Tally the lines of the listing below that contain the string "target", treating uppercase and lowercase as different, and give only that number.

++++ Records for the task ++++

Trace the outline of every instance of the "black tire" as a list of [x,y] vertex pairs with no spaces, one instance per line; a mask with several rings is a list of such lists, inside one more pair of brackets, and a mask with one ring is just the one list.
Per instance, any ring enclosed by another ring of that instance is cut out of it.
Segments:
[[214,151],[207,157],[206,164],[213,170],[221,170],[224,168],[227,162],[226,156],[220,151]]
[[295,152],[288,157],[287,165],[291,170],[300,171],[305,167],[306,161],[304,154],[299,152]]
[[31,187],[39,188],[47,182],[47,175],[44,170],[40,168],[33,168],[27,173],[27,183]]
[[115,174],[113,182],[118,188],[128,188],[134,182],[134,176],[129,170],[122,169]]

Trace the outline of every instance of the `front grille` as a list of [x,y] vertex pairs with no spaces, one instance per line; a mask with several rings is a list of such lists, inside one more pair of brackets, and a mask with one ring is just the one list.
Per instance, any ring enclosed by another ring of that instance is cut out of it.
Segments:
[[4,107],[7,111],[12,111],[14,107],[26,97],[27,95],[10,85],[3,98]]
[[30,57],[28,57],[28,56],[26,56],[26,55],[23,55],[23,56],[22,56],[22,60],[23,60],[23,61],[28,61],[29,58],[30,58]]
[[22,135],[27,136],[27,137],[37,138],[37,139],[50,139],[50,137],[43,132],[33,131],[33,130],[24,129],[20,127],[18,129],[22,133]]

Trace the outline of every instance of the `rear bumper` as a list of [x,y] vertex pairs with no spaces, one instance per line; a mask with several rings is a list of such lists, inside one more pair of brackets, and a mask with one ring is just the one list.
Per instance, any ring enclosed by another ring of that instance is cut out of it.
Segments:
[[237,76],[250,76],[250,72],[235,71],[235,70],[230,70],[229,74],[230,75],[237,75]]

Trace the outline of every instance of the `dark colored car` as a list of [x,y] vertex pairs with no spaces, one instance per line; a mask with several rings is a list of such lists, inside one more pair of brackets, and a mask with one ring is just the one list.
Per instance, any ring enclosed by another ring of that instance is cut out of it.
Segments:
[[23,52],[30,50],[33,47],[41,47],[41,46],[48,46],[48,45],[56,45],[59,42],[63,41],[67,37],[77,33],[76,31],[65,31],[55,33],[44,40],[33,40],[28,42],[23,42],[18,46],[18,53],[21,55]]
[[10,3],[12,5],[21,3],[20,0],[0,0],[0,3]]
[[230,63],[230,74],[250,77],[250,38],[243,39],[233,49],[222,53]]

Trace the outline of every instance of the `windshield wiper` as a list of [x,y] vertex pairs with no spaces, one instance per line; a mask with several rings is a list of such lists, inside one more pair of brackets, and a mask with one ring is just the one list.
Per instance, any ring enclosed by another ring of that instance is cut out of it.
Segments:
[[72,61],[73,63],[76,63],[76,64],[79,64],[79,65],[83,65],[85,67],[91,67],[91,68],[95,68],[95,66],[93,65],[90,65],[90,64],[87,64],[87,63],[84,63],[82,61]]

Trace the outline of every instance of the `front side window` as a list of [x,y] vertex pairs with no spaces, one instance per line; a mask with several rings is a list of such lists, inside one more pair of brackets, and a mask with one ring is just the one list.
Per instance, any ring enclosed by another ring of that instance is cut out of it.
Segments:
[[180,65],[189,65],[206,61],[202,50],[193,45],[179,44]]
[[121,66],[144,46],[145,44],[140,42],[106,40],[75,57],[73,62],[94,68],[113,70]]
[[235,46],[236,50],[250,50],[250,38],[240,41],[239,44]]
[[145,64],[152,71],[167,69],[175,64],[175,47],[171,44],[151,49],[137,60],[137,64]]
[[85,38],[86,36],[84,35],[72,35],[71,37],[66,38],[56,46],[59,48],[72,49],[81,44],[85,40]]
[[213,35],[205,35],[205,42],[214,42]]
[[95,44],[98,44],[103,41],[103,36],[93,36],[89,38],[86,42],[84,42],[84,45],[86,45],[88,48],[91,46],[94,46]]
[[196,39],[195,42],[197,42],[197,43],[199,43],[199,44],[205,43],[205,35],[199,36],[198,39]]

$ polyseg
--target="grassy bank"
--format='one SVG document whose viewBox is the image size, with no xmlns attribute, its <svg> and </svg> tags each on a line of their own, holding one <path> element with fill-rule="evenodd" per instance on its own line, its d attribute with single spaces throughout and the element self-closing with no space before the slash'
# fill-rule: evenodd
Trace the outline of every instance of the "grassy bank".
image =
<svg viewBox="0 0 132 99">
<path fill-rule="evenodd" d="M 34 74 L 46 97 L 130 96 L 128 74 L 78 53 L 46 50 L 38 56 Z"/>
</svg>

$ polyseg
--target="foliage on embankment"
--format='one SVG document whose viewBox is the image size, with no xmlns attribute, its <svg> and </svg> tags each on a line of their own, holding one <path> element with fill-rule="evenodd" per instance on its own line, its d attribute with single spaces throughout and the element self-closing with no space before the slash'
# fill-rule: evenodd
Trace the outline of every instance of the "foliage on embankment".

++++

## [Result of this exercise]
2